◆ EXERCISE PROMPT: In the passage below on HIV-1 evolution, please list each trinucleotide context that has a G-to-A mutation frequency reported for the HIV-1 Gag gene, along with that percentage.

◆ PROVIDED PASSAGE:
------------------------------------------------
The overall mutation frequency among the nine patients, after correction for sampling time and frequency of the collapsed haplotype sequences with a maximum-likelihood analysis assuming a strict molecular clock, was estimated to be 3.8×10⁻³ and 6.5×10⁻³ per substitution per site per year for the Gag and Vif genes of HIV-1, respectively. When a Bayesian approach was taken and a strict molecular clock was used, the results obtained were very similar with estimated evolutionary rates of 4.1×10⁻³ and 4.2×10⁻³ per substitution per site per year for the Gag and Vif genes of HIV-1, respectively. Significantly, the viral sequences were sampled over a time period in which the evolutionary rate does not mirror a compound mutation and substitution rate. These values are consistent with the estimations of others [43]–[45].

To further assess the effects of APOBEC3 editing that happen at sub-lethal levels on the genetic structure of the HIV-1 populations, we analyzed the proportion of viral sequences with nucleotide changes happening in this way as well as their contribution to the genetic diversity of the viral populations. It follows that among the APOBEC3 trinucleotide contexts of the edited sites, which are distinguishable from the more random RT-induced G-to-A mutations, viral diversification should increase through acquisition of neutral or beneficial substitutions all the while circumventing the introduction of a deleterious stop codon or loss of an initiation codon. The frequencies of G-to-A mutations in the HIV-1 Gag gene sequences from the first to the second time point averaged: 31% (1.9/6.2 potential sites) for 5′-GGA-3′; 35% (3.1/8.5) for 5′-GGG-3′; 17% (0.5/2.8) 5′-GGT-3′; and 19% (1.2/6.5) for 5′-GAG-3′. In the HIV-1 Vif gene sequences, these frequencies averaged: 18% (1.6/8.9) for 5′-GGA-3′; 13% (1/7.8) for 5′-GGG-3′; 6% (0.3/4.8) for 5′-GGT-3′; and 15% (0.9/5.4) for 5′-GAG-3′.

To confirm that the APOBEC3 activity in virally infected cells may influence the substitution biases that could increase the substitution rate, we compared the pairwise genetic distance (nucleotide changes per site) with the complete alignments after removing the guanosine position from the APOBEC3 trinucleotide contexts of the edited sites identified in the cell culture experiments (5′-GAD-3′ and 5′-GGA-3′ for APOBEC3F and APOBEC3H and 5′-GGD-3′ and 5′-GAG-3′ for APOBEC3G) from the patients' collapsed alignments. Importantly, this process resulted in the pairwise distance between sequences being decreased significantly (Wilcoxon rank sum test P-value<0.05; Figure 5). Transition (purine to purine or pyrimidine to pyrimidine) and transversion (purine to pyrimidine or pyrimidine to purine) median ratio values were 4.66 (range 1.73 to 57.44) in the Gag and 5.34 (range 1.45 to 11.27) in the Vif genes of HIV-1. G-to-A (and C-to-T) transitions accumulated 5-fold faster than A-to-G (and T-to-C) transitions, an inequality in the evolutionary trajectory [32], [46]. In sum, these results demonstrate that stochastic or transient changes in APOBEC3 deaminase activity could have relevance for the directionality of HIV-1 evolution in natural infection.
------------------------------------------------
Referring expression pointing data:
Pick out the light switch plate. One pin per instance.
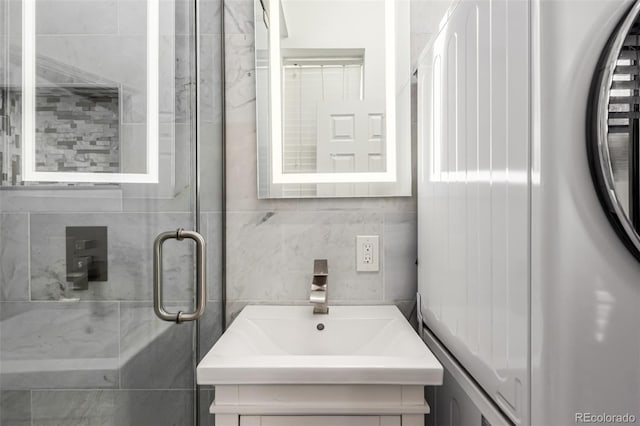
(367, 253)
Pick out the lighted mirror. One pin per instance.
(333, 93)
(82, 121)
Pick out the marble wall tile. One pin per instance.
------------------------------------------------
◆ SOLUTION TO THIS PROBLEM:
5′-GGA-3′: 31%
5′-GGG-3′: 35%
5′-GGT-3′: 17%
5′-GAG-3′: 19%